Records for this task Start Marker

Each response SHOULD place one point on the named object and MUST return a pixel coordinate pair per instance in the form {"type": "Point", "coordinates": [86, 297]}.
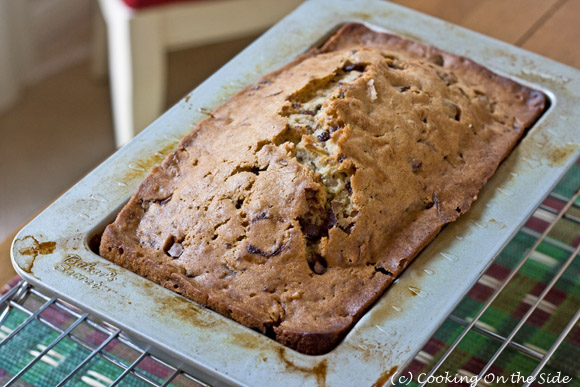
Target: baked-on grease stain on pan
{"type": "Point", "coordinates": [318, 371]}
{"type": "Point", "coordinates": [139, 168]}
{"type": "Point", "coordinates": [34, 250]}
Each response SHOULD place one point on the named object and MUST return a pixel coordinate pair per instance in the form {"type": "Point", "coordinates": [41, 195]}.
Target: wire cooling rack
{"type": "Point", "coordinates": [46, 341]}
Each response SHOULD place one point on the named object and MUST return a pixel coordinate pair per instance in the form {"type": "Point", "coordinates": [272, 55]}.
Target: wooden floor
{"type": "Point", "coordinates": [547, 27]}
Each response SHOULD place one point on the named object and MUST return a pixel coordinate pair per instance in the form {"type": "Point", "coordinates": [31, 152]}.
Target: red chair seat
{"type": "Point", "coordinates": [147, 3]}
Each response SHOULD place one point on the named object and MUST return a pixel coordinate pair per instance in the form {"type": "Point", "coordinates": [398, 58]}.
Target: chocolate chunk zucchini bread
{"type": "Point", "coordinates": [295, 205]}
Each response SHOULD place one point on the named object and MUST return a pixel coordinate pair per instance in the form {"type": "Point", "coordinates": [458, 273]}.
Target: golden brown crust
{"type": "Point", "coordinates": [295, 205]}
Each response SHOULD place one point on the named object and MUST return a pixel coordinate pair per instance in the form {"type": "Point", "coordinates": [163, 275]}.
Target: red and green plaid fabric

Records for this task End Marker

_Task description_:
What is needed is an exact copy of the entries above, with no images in it.

_Solution to this exercise_:
Each response SHOULD place one point on the named object and MUST return a pixel coordinate pair per instance in the form {"type": "Point", "coordinates": [86, 297]}.
Target: baked-on grease stain on pan
{"type": "Point", "coordinates": [318, 371]}
{"type": "Point", "coordinates": [139, 168]}
{"type": "Point", "coordinates": [34, 250]}
Each response SHOULD place one point on the named object and MUST return a pixel coordinate pair per instance in the form {"type": "Point", "coordinates": [41, 195]}.
Target: wire cooling rack
{"type": "Point", "coordinates": [46, 341]}
Each response SHOULD place one point on the named object and MUST return a pixel coordinate pair per instance in the form {"type": "Point", "coordinates": [272, 55]}.
Target: wooden floor
{"type": "Point", "coordinates": [547, 27]}
Each response SHOULD place one point on the named object and MUST return a pixel coordinate pair per instance in the form {"type": "Point", "coordinates": [31, 152]}.
Target: red chair seat
{"type": "Point", "coordinates": [147, 3]}
Each response SHOULD place one point on the named object and MUST return a pixel coordinate pair per instance in the form {"type": "Point", "coordinates": [398, 58]}.
Target: chocolate chunk zucchini bread
{"type": "Point", "coordinates": [295, 205]}
Each response SHOULD place one point on the named object and MUST return a pixel coordinate pair per instance in the form {"type": "Point", "coordinates": [458, 273]}.
Target: golden brown crust
{"type": "Point", "coordinates": [295, 205]}
Each response SHOULD place one point on the named object and MUST return a pixel coordinate pair per instance in the form {"type": "Point", "coordinates": [163, 275]}.
Target: red and green plaid fabric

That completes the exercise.